» **Supplied text**:
--------------------------------
According to senior study investigator and cardiac electrophysiologist Hugh Calkins, M.D., "physicians need to know that this is a serious disease, and they should be on the lookout for its early signs and symptoms because it is an important cause of sudden cardiac death in apparently healthy young individuals.

"Preventive treatment with an implantable defibrillator appears to eliminate the risk of sudden death," he adds.

Calkins, a professor of medicine and pediatrics at The Johns Hopkins University School of Medicine and its Heart Institute, notes that the disease frequently strikes people who are relatively young and that symptoms may appear up to 15 years before diagnosis. Initial symptoms include palpitations, dizziness and fainting.

Researchers found that symptoms usually appear after puberty and before age 50. Eight of the 31 patients who died before diagnosis had shown signs of the disease when alive, including five who had passed out, suggesting they could have been treated and saved, the researchers say.
--------------------------------
» **Given entries**:
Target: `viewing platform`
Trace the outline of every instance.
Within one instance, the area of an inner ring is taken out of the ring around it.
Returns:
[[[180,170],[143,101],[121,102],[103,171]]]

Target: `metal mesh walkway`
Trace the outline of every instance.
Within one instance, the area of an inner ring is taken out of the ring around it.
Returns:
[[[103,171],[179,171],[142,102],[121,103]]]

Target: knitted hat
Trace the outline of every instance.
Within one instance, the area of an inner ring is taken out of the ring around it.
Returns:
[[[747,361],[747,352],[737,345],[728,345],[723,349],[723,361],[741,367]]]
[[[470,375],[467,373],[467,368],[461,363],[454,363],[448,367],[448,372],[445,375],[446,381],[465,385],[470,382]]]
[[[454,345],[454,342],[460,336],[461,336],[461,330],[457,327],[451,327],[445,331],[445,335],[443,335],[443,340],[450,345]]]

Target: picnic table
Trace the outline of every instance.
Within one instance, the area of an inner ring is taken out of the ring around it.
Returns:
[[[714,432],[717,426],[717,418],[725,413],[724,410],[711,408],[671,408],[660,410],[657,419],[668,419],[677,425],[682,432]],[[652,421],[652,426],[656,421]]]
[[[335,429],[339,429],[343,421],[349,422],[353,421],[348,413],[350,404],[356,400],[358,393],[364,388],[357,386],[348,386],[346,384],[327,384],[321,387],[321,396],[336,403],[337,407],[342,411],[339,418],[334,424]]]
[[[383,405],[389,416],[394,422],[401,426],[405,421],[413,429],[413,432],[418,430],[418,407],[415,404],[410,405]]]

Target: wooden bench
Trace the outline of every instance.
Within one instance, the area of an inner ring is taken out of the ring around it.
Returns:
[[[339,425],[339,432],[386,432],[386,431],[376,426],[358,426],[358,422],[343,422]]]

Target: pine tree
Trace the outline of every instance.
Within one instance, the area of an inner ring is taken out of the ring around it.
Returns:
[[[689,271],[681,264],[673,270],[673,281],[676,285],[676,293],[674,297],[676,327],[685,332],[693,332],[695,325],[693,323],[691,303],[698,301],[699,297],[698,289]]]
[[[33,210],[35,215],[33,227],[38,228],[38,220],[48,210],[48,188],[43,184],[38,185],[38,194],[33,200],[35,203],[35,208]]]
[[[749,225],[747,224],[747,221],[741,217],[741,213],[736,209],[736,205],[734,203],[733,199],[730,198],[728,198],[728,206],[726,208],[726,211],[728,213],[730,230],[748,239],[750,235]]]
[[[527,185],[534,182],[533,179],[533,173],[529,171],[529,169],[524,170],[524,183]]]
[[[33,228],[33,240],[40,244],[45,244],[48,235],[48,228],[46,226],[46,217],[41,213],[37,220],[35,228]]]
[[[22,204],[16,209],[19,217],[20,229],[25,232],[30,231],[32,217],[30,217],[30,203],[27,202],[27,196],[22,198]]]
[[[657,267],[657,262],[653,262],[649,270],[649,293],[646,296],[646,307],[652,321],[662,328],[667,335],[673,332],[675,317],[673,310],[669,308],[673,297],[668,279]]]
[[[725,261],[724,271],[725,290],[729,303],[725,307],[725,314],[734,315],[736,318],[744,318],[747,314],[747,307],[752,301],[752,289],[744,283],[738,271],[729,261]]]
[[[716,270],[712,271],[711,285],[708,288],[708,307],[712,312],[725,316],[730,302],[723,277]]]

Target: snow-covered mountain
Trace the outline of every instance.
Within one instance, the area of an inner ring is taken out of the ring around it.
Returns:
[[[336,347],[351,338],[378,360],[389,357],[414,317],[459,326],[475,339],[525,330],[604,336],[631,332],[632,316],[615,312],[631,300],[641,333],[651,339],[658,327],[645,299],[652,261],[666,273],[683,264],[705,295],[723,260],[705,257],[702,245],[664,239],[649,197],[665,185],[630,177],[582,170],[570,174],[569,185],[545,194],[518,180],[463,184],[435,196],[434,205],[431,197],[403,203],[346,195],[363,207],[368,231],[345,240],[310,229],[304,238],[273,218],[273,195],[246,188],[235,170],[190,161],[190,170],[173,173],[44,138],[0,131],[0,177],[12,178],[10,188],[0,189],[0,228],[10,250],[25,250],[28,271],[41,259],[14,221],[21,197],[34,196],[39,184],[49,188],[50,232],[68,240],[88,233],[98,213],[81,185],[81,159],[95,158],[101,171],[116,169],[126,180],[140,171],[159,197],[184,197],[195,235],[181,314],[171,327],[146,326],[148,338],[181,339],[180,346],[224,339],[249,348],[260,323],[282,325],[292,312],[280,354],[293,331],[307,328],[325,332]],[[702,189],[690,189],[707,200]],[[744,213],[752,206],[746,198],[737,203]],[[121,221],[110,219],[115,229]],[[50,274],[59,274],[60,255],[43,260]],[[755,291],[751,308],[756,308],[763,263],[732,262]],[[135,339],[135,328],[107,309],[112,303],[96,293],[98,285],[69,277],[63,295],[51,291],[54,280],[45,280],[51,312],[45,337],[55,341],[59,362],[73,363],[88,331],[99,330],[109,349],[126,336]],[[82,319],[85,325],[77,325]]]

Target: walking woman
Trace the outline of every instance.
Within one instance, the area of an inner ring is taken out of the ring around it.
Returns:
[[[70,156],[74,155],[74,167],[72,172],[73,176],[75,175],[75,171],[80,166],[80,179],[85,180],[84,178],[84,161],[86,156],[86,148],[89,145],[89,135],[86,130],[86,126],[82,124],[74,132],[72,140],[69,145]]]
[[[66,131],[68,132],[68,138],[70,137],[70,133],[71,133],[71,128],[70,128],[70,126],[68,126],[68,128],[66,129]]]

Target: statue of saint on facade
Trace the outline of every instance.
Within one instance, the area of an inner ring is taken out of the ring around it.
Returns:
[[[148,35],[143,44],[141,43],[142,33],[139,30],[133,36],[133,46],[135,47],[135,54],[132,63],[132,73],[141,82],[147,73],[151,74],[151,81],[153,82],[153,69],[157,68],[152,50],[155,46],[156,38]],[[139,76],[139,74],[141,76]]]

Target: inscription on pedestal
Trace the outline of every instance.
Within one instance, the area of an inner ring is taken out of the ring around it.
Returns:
--------------------------------
» **Tasks to perform**:
(1) According to Calkins in the heart disease passage, why should physicians watch for the disease's early signs and symptoms? Answer in one to three sentences.
(2) Reproduce the stretch of the heart disease passage from "Calkins, a professor" through "dizziness and fainting.".

» **Results of the exercise**:
(1) Physicians should watch for its early signs because the disease is an important cause of sudden cardiac death in apparently healthy young people. Calkins adds that preventive treatment with an implantable defibrillator appears to eliminate the risk of sudden death.

(2)
Calkins, a professor of medicine and pediatrics at The Johns Hopkins University School of Medicine and its Heart Institute, notes that the disease frequently strikes people who are relatively young and that symptoms may appear up to 15 years before diagnosis. Initial symptoms include palpitations, dizziness and fainting.